Check every line below for the string "board". Copy the ones that have it.

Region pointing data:
<<<<
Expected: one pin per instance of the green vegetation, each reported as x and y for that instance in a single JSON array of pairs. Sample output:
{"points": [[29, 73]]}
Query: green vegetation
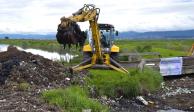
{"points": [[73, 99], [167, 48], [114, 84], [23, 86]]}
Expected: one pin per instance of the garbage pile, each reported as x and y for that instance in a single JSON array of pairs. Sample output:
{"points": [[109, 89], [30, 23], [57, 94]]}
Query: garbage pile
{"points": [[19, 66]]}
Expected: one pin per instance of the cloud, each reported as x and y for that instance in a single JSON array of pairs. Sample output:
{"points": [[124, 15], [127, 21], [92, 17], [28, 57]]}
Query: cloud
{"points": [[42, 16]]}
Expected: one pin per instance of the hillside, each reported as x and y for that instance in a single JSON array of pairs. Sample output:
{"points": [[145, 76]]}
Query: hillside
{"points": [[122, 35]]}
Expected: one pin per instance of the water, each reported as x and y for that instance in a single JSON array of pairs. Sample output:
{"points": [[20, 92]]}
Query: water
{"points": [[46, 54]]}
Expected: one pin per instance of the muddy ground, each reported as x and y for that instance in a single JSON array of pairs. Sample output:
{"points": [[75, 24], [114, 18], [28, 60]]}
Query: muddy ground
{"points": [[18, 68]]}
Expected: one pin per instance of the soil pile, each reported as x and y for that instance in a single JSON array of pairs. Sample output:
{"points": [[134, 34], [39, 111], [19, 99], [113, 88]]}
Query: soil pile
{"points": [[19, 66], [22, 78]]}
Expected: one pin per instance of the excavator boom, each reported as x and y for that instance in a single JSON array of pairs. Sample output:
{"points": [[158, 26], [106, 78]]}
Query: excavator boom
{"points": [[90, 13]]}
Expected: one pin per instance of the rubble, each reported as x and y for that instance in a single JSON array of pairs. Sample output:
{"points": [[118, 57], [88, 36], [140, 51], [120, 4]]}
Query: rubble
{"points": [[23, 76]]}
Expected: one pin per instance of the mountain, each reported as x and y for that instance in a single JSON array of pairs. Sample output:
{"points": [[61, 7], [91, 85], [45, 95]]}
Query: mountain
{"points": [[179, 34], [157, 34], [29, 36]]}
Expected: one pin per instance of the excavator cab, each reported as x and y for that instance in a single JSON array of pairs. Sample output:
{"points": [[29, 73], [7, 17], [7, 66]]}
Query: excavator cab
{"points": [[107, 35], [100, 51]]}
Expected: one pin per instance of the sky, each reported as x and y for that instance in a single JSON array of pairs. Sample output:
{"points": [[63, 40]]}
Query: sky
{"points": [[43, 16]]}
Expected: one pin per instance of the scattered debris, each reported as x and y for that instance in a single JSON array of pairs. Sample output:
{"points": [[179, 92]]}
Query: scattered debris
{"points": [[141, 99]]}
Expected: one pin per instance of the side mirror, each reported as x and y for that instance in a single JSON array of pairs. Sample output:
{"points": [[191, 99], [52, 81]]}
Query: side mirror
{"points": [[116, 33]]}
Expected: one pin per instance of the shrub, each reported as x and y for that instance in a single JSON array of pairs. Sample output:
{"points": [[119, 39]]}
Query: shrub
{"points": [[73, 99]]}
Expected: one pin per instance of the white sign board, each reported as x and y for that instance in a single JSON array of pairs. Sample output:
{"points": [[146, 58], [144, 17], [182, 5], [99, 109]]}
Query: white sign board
>>>>
<<<<
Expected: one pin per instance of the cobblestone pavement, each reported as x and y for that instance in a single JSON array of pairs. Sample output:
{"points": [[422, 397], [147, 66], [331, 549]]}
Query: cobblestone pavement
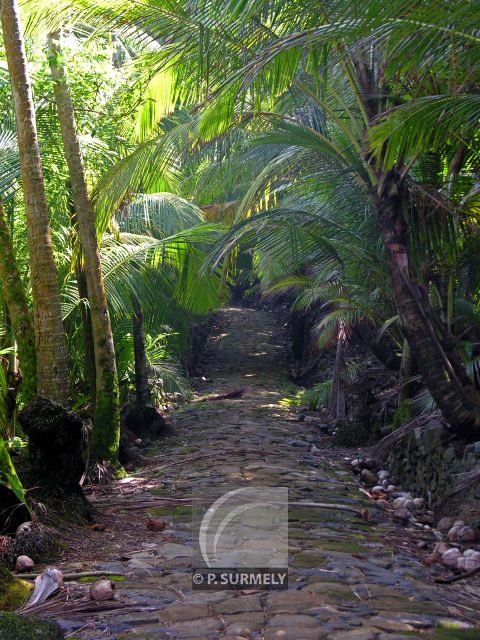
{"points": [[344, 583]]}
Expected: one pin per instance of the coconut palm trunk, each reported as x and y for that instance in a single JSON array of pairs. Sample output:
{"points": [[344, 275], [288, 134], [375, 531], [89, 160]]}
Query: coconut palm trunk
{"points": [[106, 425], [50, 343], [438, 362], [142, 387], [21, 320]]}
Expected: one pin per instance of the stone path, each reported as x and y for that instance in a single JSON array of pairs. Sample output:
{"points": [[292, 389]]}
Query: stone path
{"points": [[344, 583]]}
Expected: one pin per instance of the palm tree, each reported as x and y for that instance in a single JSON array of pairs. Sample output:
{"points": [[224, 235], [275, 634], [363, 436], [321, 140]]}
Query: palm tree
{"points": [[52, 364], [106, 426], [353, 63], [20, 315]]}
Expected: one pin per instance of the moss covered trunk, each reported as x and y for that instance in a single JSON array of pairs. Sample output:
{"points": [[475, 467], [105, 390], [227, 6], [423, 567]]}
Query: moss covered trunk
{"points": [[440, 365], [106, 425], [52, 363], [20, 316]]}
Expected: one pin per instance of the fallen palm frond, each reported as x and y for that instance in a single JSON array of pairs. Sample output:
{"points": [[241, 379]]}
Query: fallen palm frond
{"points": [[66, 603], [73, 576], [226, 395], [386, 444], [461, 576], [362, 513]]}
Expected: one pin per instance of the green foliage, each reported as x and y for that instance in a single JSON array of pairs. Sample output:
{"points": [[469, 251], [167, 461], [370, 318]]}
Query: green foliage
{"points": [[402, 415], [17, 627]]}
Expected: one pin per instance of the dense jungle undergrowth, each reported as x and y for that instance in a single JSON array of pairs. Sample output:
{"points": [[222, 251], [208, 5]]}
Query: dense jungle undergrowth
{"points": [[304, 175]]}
>>>>
<<<<
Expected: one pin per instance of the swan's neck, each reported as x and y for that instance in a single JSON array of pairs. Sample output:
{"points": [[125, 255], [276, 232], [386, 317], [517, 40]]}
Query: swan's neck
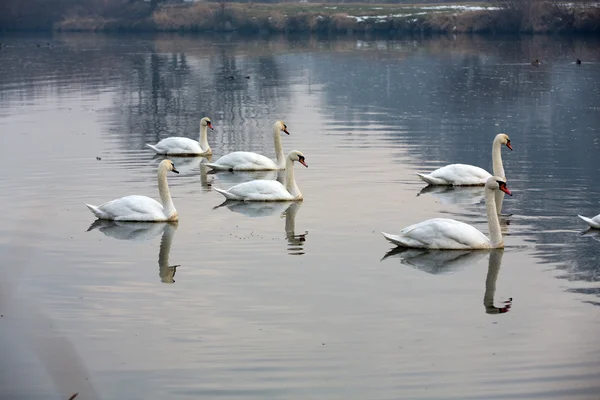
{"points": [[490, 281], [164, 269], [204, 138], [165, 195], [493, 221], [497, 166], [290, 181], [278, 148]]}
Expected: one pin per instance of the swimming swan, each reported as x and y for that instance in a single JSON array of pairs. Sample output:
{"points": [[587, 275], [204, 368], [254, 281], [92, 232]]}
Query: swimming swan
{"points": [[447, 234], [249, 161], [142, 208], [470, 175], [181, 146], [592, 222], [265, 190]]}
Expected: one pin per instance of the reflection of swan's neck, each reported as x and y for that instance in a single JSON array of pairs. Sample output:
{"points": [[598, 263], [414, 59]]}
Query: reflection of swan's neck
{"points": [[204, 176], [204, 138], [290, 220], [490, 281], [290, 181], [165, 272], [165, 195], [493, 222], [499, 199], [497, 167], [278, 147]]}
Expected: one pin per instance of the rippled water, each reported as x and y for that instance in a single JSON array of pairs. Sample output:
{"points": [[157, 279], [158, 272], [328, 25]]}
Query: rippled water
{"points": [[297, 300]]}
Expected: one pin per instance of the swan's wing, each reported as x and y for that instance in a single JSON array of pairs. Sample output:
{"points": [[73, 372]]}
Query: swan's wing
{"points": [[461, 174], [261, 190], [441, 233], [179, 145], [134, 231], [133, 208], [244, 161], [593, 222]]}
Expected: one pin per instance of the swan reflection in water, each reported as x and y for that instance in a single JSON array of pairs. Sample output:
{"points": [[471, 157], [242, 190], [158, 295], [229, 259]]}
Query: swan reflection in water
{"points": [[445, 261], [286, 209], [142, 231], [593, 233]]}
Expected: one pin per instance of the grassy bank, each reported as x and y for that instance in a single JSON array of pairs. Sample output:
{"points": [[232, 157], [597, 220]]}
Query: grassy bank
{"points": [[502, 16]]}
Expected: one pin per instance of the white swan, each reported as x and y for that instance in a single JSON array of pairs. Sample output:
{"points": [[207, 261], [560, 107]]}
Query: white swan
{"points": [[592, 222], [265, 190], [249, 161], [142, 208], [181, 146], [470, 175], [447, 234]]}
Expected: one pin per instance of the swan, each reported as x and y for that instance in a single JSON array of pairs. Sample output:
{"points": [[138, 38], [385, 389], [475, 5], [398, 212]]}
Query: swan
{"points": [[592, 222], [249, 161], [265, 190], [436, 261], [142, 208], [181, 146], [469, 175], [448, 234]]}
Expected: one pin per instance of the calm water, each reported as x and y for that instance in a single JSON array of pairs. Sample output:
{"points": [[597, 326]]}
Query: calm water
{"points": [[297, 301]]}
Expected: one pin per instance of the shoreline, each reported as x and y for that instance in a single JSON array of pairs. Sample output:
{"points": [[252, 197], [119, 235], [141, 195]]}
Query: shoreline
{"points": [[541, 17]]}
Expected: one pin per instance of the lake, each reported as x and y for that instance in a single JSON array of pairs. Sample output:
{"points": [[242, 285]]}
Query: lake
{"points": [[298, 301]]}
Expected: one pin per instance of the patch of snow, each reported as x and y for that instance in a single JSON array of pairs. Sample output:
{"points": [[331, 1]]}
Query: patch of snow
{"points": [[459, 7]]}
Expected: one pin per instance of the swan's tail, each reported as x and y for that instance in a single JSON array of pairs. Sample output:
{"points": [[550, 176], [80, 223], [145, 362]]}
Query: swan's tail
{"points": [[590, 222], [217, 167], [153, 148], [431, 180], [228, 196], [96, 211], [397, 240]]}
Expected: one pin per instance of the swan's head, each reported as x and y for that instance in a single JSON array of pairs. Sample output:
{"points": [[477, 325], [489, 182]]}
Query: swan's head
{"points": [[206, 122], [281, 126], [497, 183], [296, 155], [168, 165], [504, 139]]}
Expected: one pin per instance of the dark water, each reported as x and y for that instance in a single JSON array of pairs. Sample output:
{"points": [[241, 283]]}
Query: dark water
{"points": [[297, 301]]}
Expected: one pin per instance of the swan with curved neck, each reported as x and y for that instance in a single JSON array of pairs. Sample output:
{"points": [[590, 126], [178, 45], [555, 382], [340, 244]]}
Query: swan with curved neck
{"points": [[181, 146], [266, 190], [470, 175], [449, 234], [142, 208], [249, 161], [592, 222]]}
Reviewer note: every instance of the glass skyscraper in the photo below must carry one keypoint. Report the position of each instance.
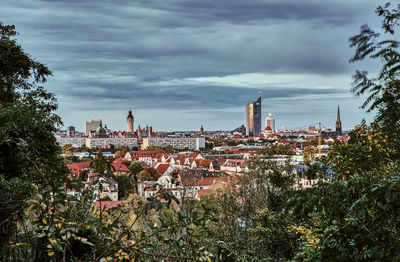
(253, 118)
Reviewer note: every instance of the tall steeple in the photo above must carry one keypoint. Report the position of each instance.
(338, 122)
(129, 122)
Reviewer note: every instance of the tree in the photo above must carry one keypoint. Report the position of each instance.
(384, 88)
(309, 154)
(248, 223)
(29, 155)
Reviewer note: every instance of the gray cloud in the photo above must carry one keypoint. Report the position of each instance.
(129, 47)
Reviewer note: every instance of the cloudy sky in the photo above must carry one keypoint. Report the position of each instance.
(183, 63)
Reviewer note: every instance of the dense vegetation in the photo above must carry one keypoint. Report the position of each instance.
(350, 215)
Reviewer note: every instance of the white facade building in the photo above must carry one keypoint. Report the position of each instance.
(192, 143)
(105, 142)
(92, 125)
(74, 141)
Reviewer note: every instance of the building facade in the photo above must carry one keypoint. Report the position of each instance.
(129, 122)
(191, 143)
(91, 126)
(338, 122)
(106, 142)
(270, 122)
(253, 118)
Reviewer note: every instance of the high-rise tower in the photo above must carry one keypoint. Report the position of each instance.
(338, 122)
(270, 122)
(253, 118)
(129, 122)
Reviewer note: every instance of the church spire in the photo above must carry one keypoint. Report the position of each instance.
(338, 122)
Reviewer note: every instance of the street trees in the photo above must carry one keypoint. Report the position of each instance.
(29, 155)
>>>>
OUTPUT OF THE TASK:
Expected: one pin per instance of the white sign board, each reported as x and y for that instance in a single JSON array of pairs. Sample output:
Query: white sign board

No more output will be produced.